_Travail demandé:_ Poursuivez le compte rendu de la réunion du comité présenté plus bas, en reprenant après la dernière phrase de l'intervention de M. Sauvageau.

_Document source:_
---+---
La vice-présidente (Mme Colleen Beaumier): Merci.

Monsieur Sauvageau.

[Français]

M. Benoît Sauvageau (Repentigny, BQ): Comme mes collègues l'ont fait précédemment, je veux vous remercier d'être présent à cette réunion de notre comité. Nous avons tous et toutes un grand respect pour le travail de conscientisation que vous faites, et votre courage mérite toute notre attention. Je crois qu'après votre départ, ce sera aux parlementaires de porter le message auprès des instances concernées.

Je suis d'accord en partie sur ce que Mme Finestone a dit plus tôt, que votre présence ici et le respect des droits de la personne doivent être mis de l'avant. Mais c'est quand même le gouvernement qui met les politiques de l'avant et je crois que c'est à lui qu'il revient de décrier haut, fort et vigoureusement la façon dont sont traités les droits de la personne, surtout dans votre pays, et dans l'ensemble des autres pays avec lesquels on peut faire du commerce.
---+---
_Données à examiner:_

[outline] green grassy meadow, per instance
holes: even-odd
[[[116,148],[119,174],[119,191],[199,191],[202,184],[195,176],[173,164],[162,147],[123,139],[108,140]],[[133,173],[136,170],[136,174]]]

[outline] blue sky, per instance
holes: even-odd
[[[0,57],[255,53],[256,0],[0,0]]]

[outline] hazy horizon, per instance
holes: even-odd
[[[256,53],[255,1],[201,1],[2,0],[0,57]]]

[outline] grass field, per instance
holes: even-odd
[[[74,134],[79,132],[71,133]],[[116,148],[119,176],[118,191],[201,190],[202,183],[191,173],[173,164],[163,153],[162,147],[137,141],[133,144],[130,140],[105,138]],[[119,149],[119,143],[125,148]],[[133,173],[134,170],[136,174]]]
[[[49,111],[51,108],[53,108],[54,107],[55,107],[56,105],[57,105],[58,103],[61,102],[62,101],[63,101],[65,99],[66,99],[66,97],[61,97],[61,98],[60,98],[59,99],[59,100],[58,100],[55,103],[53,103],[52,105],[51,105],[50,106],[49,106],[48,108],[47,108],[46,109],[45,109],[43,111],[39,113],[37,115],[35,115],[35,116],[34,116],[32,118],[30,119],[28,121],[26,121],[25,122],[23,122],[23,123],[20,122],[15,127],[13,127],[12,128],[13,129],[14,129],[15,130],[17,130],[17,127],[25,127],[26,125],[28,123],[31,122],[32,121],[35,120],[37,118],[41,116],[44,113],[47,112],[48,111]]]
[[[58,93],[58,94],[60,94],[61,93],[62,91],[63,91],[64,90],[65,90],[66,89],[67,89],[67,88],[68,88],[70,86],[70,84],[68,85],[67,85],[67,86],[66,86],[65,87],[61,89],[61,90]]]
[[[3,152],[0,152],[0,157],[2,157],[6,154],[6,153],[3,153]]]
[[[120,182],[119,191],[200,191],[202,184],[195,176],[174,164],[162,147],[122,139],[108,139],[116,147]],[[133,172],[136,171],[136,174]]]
---+---
_Réponse à la consigne:_
• 1140

Puisque vous avez été un témoin direct de la situation des prisonniers en Chine et que vous êtes à même de constater la situation dans les camps de travail et les nombreuses violations des droits de la personne, j'aimerais d'abord vous poser deux questions directement liées à ces sujets. Si j'en ai le temps, j'en poserai une troisième.

Voici ma première question. Vous avez mentionné plus tôt, dans votre présentation, que le gouvernement chinois était actuellement au courant du trafic d'organes de condamnés à mort et y occupait une place active. Je crois que tout le monde ici a été scandalisé d'apprendre une chose pareille, que nous considérons tous comme étant très grave. Pouvez-vous nous exposer davantage ce que vous savez à ce sujet et, si c'est possible, nous dire qui sont les étrangers qui participent à ce trafic? Y a-t-il des Canadiens qui achètent ces organes? À votre connaissance, y a-t-il des gouvernements étrangers qui ont manifesté au gouvernement chinois leur désapprobation d'une telle pratique? C'est ma première question.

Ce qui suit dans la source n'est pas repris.